▶ **EXERCISE REQUIREMENTS**:
Please copy the lines below word for word, starting at the line that contains "of the asphalt?" and ending at the line that contains "137 L 0 175", with both of those lines included.

— Start STORED ROWS —

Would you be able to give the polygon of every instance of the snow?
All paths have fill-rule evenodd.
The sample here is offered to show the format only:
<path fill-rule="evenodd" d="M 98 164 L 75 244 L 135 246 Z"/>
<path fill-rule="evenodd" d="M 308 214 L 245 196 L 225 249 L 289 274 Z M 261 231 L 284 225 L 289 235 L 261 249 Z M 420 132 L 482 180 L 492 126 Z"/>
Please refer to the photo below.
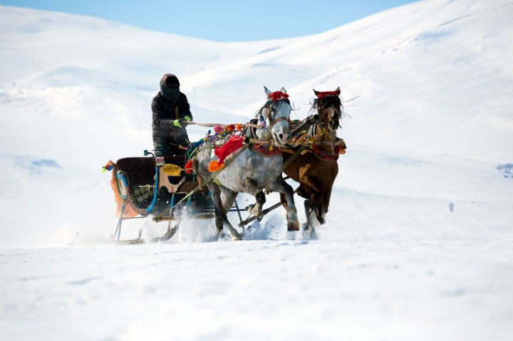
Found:
<path fill-rule="evenodd" d="M 512 16 L 428 0 L 225 43 L 0 6 L 0 340 L 511 340 Z M 101 167 L 151 149 L 167 72 L 200 122 L 246 122 L 264 85 L 304 118 L 313 88 L 341 87 L 348 150 L 319 240 L 286 239 L 279 209 L 240 242 L 190 219 L 167 243 L 109 243 Z M 122 236 L 141 226 L 165 229 Z"/>

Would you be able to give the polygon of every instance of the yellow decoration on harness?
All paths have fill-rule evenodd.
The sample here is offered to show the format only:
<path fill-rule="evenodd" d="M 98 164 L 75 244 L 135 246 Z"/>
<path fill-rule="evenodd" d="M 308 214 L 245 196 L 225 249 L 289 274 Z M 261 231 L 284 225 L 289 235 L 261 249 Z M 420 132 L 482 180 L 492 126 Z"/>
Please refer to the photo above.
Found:
<path fill-rule="evenodd" d="M 165 164 L 160 169 L 170 177 L 179 177 L 182 173 L 182 168 L 173 164 Z"/>

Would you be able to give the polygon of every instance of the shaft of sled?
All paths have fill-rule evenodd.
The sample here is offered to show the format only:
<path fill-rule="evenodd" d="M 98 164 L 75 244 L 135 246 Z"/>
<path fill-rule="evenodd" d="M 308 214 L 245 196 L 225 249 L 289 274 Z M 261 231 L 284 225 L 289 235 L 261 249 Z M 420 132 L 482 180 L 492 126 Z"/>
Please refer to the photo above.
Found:
<path fill-rule="evenodd" d="M 249 218 L 248 218 L 247 219 L 244 220 L 244 221 L 241 221 L 241 223 L 239 224 L 239 226 L 244 226 L 244 225 L 247 225 L 248 224 L 249 224 L 249 223 L 251 223 L 251 222 L 252 222 L 252 221 L 254 221 L 255 220 L 256 220 L 256 219 L 259 219 L 259 218 L 265 216 L 266 214 L 267 214 L 268 213 L 269 213 L 271 211 L 277 209 L 277 208 L 279 207 L 280 206 L 281 206 L 281 201 L 280 201 L 280 202 L 277 202 L 277 203 L 274 204 L 273 206 L 271 206 L 271 207 L 263 210 L 263 211 L 262 211 L 262 213 L 261 213 L 261 214 L 260 214 L 260 216 L 250 216 Z"/>
<path fill-rule="evenodd" d="M 209 213 L 207 214 L 197 214 L 197 215 L 192 215 L 192 216 L 187 216 L 187 217 L 190 218 L 191 219 L 210 219 L 213 217 L 212 213 Z M 153 221 L 155 221 L 158 223 L 159 221 L 168 221 L 170 220 L 177 220 L 180 221 L 182 220 L 181 216 L 155 216 L 153 218 Z"/>

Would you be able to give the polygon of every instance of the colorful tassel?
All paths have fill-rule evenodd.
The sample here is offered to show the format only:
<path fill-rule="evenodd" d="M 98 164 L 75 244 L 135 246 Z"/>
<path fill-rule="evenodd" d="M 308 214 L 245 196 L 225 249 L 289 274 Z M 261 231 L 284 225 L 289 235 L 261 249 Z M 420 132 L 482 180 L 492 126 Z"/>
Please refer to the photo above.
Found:
<path fill-rule="evenodd" d="M 185 164 L 185 172 L 187 174 L 191 174 L 192 172 L 192 159 L 187 161 L 187 163 Z"/>
<path fill-rule="evenodd" d="M 221 169 L 223 167 L 223 165 L 219 165 L 219 162 L 217 160 L 212 160 L 209 164 L 209 171 L 214 172 L 216 171 L 218 171 Z"/>

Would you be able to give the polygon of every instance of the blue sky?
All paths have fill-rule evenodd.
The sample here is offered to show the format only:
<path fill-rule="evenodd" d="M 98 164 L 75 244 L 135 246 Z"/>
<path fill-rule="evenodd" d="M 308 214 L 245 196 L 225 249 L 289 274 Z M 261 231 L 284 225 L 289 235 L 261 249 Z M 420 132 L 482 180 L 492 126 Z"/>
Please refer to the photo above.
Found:
<path fill-rule="evenodd" d="M 216 41 L 323 32 L 412 0 L 0 0 L 14 6 L 103 18 Z"/>

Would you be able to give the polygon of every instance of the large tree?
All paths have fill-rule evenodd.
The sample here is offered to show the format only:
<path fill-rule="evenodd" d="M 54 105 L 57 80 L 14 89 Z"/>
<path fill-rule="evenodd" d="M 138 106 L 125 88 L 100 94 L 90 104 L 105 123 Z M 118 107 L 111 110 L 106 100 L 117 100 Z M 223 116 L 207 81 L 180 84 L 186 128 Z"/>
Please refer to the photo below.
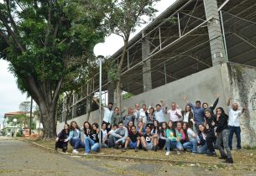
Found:
<path fill-rule="evenodd" d="M 154 17 L 154 3 L 159 0 L 88 0 L 94 15 L 103 16 L 103 24 L 109 33 L 122 37 L 123 47 L 121 59 L 116 63 L 116 75 L 111 76 L 116 87 L 117 106 L 121 107 L 121 71 L 127 55 L 128 40 L 135 28 L 146 23 L 145 18 Z"/>
<path fill-rule="evenodd" d="M 39 105 L 44 138 L 53 137 L 61 86 L 74 71 L 93 62 L 93 47 L 104 35 L 102 19 L 89 15 L 82 0 L 3 2 L 0 57 L 10 62 L 19 88 Z"/>

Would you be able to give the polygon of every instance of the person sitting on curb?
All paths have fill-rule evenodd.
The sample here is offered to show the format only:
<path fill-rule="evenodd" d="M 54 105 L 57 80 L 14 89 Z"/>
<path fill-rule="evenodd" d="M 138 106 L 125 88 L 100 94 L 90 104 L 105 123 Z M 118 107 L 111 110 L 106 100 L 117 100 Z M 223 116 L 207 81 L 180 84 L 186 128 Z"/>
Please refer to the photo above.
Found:
<path fill-rule="evenodd" d="M 154 142 L 153 142 L 153 135 L 151 134 L 150 126 L 146 127 L 146 132 L 145 132 L 144 137 L 145 138 L 145 141 L 146 141 L 147 150 L 153 150 L 154 148 L 155 144 L 154 144 Z"/>
<path fill-rule="evenodd" d="M 71 145 L 73 146 L 73 153 L 78 153 L 78 148 L 85 148 L 85 143 L 81 141 L 81 129 L 75 121 L 72 121 L 70 125 L 70 134 L 67 139 L 64 142 L 71 142 Z"/>
<path fill-rule="evenodd" d="M 108 147 L 116 148 L 118 149 L 119 145 L 125 144 L 125 138 L 128 137 L 128 130 L 123 127 L 123 122 L 119 122 L 118 128 L 115 131 L 110 132 L 108 138 Z"/>
<path fill-rule="evenodd" d="M 85 137 L 86 155 L 89 154 L 91 150 L 92 152 L 99 151 L 99 125 L 97 123 L 93 123 L 91 132 Z"/>
<path fill-rule="evenodd" d="M 147 150 L 147 145 L 145 142 L 145 138 L 144 137 L 140 137 L 138 132 L 136 131 L 136 127 L 133 126 L 131 127 L 132 133 L 126 137 L 124 148 L 122 150 L 123 152 L 126 152 L 128 146 L 129 145 L 129 148 L 135 149 L 135 152 L 138 152 L 138 146 L 140 143 L 142 144 L 143 149 Z"/>
<path fill-rule="evenodd" d="M 230 131 L 228 137 L 228 146 L 232 150 L 232 137 L 233 134 L 236 134 L 237 137 L 237 149 L 241 149 L 241 128 L 240 128 L 240 118 L 241 115 L 246 110 L 244 107 L 242 107 L 242 110 L 238 110 L 238 104 L 234 102 L 230 106 L 231 97 L 227 100 L 227 111 L 228 111 L 228 128 Z"/>
<path fill-rule="evenodd" d="M 58 152 L 58 148 L 62 148 L 62 152 L 66 153 L 68 142 L 64 142 L 69 137 L 70 133 L 69 124 L 65 124 L 64 129 L 58 134 L 55 141 L 55 152 Z"/>

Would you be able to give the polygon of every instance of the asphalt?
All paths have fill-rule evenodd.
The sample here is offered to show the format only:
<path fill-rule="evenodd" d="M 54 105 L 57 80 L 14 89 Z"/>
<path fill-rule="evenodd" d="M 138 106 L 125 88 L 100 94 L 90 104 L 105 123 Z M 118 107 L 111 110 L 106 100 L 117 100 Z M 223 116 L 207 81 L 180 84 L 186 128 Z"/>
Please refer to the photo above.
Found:
<path fill-rule="evenodd" d="M 0 137 L 0 175 L 256 175 L 231 168 L 169 163 L 83 158 L 53 153 Z"/>

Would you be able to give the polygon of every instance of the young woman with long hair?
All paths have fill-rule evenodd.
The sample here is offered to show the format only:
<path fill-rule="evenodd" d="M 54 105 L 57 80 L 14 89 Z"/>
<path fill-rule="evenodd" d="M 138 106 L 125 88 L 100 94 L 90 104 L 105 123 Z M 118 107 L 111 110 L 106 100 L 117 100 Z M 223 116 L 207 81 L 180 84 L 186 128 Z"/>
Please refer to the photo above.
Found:
<path fill-rule="evenodd" d="M 151 134 L 153 136 L 153 142 L 154 143 L 154 150 L 156 152 L 158 149 L 158 142 L 159 137 L 159 122 L 157 120 L 153 122 L 153 127 Z"/>
<path fill-rule="evenodd" d="M 97 152 L 99 150 L 99 125 L 97 123 L 93 123 L 91 132 L 90 132 L 89 135 L 85 137 L 86 155 L 89 154 L 91 150 L 93 152 Z"/>
<path fill-rule="evenodd" d="M 182 116 L 183 116 L 183 122 L 187 122 L 189 123 L 189 126 L 191 129 L 193 129 L 193 118 L 194 118 L 194 115 L 193 112 L 191 111 L 191 107 L 190 105 L 186 105 L 185 107 L 185 111 L 181 111 Z"/>
<path fill-rule="evenodd" d="M 159 148 L 162 150 L 166 142 L 166 130 L 168 128 L 167 123 L 164 122 L 159 130 Z"/>
<path fill-rule="evenodd" d="M 216 146 L 221 153 L 221 158 L 226 159 L 226 163 L 233 163 L 232 158 L 231 151 L 228 146 L 228 137 L 229 137 L 229 129 L 228 129 L 228 116 L 225 113 L 222 107 L 218 107 L 216 109 L 217 115 L 217 142 Z M 222 147 L 223 142 L 224 149 Z"/>
<path fill-rule="evenodd" d="M 197 135 L 190 127 L 189 123 L 183 122 L 182 126 L 183 132 L 185 137 L 185 142 L 183 143 L 183 148 L 189 149 L 192 153 L 196 153 L 197 152 Z"/>
<path fill-rule="evenodd" d="M 62 152 L 65 153 L 67 150 L 68 142 L 65 142 L 68 138 L 70 134 L 69 124 L 65 124 L 63 130 L 58 134 L 55 141 L 55 151 L 58 152 L 58 148 L 61 148 Z"/>
<path fill-rule="evenodd" d="M 199 154 L 205 154 L 207 151 L 207 144 L 206 144 L 206 137 L 207 137 L 207 130 L 206 127 L 203 124 L 200 124 L 198 126 L 198 137 L 199 141 L 198 143 L 198 148 L 197 148 L 197 153 Z"/>
<path fill-rule="evenodd" d="M 85 143 L 81 141 L 81 129 L 75 121 L 72 121 L 70 125 L 70 134 L 65 142 L 71 141 L 71 145 L 73 146 L 73 153 L 78 153 L 78 148 L 84 148 Z"/>

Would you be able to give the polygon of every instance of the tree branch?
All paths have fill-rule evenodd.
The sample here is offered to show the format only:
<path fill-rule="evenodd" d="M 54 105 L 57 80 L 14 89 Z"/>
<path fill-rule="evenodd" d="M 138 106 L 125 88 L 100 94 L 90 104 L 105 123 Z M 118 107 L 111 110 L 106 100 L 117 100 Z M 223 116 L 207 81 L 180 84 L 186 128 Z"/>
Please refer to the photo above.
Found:
<path fill-rule="evenodd" d="M 0 30 L 0 36 L 5 40 L 5 42 L 6 42 L 9 46 L 11 45 L 11 43 L 10 43 L 9 39 L 8 38 L 8 36 L 6 36 L 6 34 L 5 34 L 2 30 Z"/>
<path fill-rule="evenodd" d="M 12 30 L 12 28 L 9 27 L 9 25 L 8 24 L 8 22 L 6 21 L 5 18 L 1 15 L 0 13 L 0 20 L 3 22 L 3 24 L 4 25 L 4 27 L 6 28 L 8 33 L 12 36 L 12 38 L 13 39 L 13 40 L 15 41 L 16 44 L 18 45 L 18 47 L 19 48 L 19 49 L 24 52 L 24 48 L 22 45 L 22 44 L 19 42 L 18 40 L 18 37 L 17 36 L 17 34 Z"/>
<path fill-rule="evenodd" d="M 18 33 L 18 28 L 17 28 L 17 25 L 16 23 L 13 20 L 13 18 L 12 16 L 12 11 L 10 8 L 10 1 L 9 0 L 5 0 L 6 3 L 7 3 L 7 8 L 8 8 L 8 18 L 10 18 L 10 22 L 11 22 L 11 25 L 13 28 L 14 33 Z"/>
<path fill-rule="evenodd" d="M 51 20 L 51 8 L 52 8 L 52 3 L 51 3 L 51 1 L 49 1 L 48 19 L 47 19 L 47 31 L 46 31 L 46 34 L 45 34 L 44 47 L 47 47 L 48 38 L 49 38 L 49 35 L 50 35 L 50 20 Z"/>
<path fill-rule="evenodd" d="M 56 88 L 55 90 L 54 96 L 53 96 L 53 99 L 52 99 L 53 102 L 55 102 L 58 100 L 59 93 L 60 93 L 60 90 L 61 88 L 62 82 L 63 82 L 63 78 L 61 78 L 57 83 Z"/>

— End STORED ROWS —

▶ **RESULT OF THIS TASK**:
Would you be able to give the polygon of every instance of the asphalt?
All paths have fill-rule evenodd.
The sample here is offered to show the format only:
<path fill-rule="evenodd" d="M 54 105 L 57 80 L 14 89 Z"/>
<path fill-rule="evenodd" d="M 138 106 L 125 88 L 100 94 L 90 104 L 105 123 Z M 118 107 L 111 110 L 106 100 L 117 100 Z M 223 116 L 207 81 L 180 84 L 186 128 Z"/>
Please refer to the photo above.
Found:
<path fill-rule="evenodd" d="M 0 137 L 0 175 L 256 175 L 231 168 L 169 163 L 83 158 L 53 153 Z"/>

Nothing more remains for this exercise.